Given data
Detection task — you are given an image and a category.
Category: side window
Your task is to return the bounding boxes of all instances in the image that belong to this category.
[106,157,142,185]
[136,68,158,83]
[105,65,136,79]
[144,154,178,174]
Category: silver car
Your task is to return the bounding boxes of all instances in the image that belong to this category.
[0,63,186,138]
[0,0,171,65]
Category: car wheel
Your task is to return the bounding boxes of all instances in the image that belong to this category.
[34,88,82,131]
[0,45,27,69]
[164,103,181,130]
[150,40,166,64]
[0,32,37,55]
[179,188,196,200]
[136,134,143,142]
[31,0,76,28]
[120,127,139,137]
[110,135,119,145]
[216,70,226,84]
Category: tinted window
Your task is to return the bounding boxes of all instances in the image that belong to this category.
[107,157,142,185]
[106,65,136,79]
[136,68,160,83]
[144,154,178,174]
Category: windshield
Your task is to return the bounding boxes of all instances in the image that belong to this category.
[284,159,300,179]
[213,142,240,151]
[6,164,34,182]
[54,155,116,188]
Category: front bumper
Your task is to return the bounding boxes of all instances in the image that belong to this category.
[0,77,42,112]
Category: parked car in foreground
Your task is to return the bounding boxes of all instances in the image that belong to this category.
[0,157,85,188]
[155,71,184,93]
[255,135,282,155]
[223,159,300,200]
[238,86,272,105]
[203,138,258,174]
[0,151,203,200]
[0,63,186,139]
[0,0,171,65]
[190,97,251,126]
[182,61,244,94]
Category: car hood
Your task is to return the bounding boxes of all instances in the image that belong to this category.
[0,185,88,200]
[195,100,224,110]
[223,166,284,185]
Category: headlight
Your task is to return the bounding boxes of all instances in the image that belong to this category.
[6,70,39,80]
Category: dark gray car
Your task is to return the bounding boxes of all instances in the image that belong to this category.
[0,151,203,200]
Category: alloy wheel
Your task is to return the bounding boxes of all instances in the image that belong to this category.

Written problem
Copy every item above word for word, keeping each line as it appears.

Answer to this problem
Detection task — you are given an image and a category.
Category: side window
Your task is to return the bounding boxes of all instances in the image that belong to this category.
[106,157,142,185]
[136,68,158,83]
[105,65,136,79]
[144,154,178,174]
Category: silver car
Your task is to return the bounding boxes of all instances in the image that belong to this category.
[0,63,186,138]
[0,0,171,65]
Category: car wheel
Your task is to return the bounding boxes of all instances in the image that belong to this category.
[34,88,82,131]
[0,45,27,69]
[164,103,181,130]
[150,40,166,64]
[0,32,37,55]
[179,188,196,200]
[136,134,143,142]
[31,0,76,28]
[120,127,139,137]
[110,135,119,145]
[216,70,226,84]
Category: tinted window
Your task is to return the bounding boxes of all instances in the image that belong to this category.
[107,157,142,185]
[106,65,136,79]
[136,68,160,83]
[144,154,178,174]
Category: windshield
Your task is to return the bounding boxes of all instances in the image that belong to this category.
[284,159,300,179]
[213,142,240,151]
[6,164,34,182]
[54,155,116,188]
Category: front bumper
Your task is to return the bounding boxes of all instances in the image that belong to this category.
[0,77,42,112]
Category: parked car in foreground
Your task is to return the bounding boxes of all instances in the image that belong to this category.
[0,157,85,188]
[155,71,184,93]
[255,135,282,155]
[223,159,300,200]
[238,86,272,105]
[203,138,258,174]
[0,151,203,200]
[0,63,186,139]
[0,0,171,65]
[190,97,251,126]
[182,61,244,94]
Category: car hood
Your task is to return the bounding boxes of all instances in the image that belong to this category.
[0,185,88,200]
[195,100,224,110]
[223,166,284,185]
Category: headlight
Your task is to return the bounding boxes of all instances in the image that belong to this category.
[6,70,39,80]
Category: dark gray car
Your task is to return the bounding boxes of all instances in the image that belong to this category.
[0,151,203,200]
Category: alloy wheel
Your task is to return the bounding boxes of all instances in the image that belong to this category.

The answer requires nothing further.